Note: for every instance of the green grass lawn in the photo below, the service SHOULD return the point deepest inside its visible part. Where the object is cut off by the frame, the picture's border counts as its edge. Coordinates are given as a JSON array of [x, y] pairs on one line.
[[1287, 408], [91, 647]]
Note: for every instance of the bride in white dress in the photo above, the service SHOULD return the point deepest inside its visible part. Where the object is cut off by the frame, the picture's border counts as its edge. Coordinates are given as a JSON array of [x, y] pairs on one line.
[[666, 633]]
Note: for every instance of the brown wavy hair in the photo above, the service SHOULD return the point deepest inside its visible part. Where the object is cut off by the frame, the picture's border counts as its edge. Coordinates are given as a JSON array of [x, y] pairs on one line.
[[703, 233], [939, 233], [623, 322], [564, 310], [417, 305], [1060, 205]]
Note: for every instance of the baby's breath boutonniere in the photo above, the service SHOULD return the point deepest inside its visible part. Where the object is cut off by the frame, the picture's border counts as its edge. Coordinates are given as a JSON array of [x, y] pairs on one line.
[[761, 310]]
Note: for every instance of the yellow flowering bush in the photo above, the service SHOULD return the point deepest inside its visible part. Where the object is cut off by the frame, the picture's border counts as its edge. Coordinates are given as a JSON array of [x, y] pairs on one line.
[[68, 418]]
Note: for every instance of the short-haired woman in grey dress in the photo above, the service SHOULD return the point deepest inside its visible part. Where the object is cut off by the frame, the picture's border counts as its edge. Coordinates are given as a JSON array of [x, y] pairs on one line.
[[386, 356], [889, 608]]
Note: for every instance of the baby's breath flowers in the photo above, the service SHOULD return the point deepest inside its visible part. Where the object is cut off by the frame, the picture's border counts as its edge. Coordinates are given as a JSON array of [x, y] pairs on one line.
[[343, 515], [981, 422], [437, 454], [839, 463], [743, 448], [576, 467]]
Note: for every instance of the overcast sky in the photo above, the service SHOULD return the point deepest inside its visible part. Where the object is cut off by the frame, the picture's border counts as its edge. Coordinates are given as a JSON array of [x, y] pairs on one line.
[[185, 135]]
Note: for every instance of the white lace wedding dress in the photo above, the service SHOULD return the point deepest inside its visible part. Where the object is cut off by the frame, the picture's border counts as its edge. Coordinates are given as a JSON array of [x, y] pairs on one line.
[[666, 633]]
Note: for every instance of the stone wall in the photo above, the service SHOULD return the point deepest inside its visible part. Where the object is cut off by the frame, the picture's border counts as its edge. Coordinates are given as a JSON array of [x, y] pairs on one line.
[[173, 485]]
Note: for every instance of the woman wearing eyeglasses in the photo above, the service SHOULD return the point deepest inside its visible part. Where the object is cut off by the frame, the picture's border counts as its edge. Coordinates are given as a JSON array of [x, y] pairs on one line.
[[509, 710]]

#### Exercise aim
Please print, unchanged, the lines from the one holding "Note: for every instance of the woman" through the last line of the listing above, including both and omitting the rest.

#### Exercise result
Note: for every instance of the woman wearing eyeglasses in the photo above, the service SHOULD return the point deepest inside its visible part. Where the object is cut off by the frame, the picture's border counts as its edge. Coordinates are given as a JSON array of [x, y] pairs on one line.
[[509, 710]]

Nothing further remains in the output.